# [Problem description]
Run through the records and, wherever a line holds the word "upper", return that line.

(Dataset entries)
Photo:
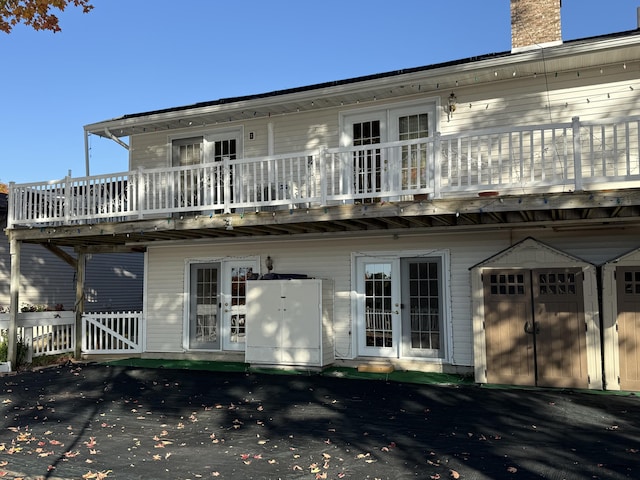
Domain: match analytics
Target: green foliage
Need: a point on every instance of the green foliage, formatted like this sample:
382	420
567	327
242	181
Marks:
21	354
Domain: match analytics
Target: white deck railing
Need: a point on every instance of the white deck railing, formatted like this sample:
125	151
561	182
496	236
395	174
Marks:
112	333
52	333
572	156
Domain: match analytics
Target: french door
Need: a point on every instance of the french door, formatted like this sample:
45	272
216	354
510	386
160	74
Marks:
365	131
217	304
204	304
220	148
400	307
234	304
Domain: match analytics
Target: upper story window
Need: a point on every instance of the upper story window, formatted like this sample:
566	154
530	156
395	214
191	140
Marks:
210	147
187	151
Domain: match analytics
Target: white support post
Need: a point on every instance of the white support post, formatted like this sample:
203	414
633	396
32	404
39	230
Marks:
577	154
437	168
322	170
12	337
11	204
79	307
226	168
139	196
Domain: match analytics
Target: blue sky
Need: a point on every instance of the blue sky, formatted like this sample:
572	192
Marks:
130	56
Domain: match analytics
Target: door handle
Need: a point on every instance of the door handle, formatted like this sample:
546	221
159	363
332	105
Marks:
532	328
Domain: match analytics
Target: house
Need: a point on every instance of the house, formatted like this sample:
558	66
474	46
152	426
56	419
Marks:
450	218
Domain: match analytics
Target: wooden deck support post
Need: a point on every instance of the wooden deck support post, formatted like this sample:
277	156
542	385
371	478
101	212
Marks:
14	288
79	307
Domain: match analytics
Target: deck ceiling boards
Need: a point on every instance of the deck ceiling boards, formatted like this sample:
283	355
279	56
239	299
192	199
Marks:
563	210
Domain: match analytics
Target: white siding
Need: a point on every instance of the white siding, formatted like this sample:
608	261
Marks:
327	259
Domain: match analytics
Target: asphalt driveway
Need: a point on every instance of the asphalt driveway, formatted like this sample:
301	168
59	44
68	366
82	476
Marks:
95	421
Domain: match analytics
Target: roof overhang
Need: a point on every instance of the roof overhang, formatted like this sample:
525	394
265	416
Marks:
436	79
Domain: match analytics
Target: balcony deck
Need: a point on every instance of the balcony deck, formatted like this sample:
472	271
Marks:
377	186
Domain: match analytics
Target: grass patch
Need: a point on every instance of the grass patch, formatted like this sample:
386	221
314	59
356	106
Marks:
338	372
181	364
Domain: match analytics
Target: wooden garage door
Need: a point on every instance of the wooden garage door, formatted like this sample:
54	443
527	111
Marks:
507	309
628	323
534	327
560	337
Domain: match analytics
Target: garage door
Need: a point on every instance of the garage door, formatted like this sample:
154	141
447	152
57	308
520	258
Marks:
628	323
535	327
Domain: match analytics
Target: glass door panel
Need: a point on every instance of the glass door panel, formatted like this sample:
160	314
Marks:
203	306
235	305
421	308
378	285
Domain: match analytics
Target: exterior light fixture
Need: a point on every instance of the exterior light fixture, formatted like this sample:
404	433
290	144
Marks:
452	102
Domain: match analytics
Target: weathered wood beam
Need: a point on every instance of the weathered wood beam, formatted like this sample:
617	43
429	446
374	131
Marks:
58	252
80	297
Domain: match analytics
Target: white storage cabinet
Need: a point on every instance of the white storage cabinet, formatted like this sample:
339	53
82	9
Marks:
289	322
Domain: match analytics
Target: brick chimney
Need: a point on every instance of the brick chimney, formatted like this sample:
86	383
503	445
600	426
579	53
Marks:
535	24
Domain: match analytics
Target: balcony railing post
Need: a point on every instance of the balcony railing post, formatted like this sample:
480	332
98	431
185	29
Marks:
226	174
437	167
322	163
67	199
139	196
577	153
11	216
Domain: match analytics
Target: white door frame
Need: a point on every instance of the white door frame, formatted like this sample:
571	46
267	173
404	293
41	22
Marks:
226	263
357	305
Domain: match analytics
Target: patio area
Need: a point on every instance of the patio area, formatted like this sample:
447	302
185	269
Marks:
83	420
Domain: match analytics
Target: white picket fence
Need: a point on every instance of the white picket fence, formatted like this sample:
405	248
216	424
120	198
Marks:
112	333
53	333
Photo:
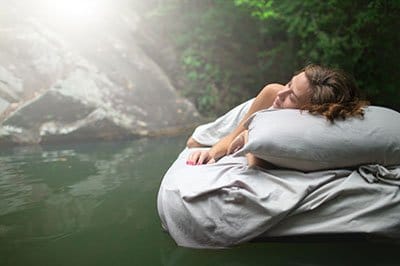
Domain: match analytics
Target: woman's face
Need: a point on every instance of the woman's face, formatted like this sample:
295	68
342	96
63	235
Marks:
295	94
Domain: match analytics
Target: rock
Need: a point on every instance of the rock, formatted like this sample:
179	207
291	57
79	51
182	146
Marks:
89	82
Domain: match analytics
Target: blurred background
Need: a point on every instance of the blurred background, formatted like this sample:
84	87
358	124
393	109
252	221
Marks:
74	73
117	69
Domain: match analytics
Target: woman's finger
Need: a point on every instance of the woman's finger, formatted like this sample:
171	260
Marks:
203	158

# [Task result]
Target: upper story window
Need: a point on every instance of the upper story window, formatted like this sample:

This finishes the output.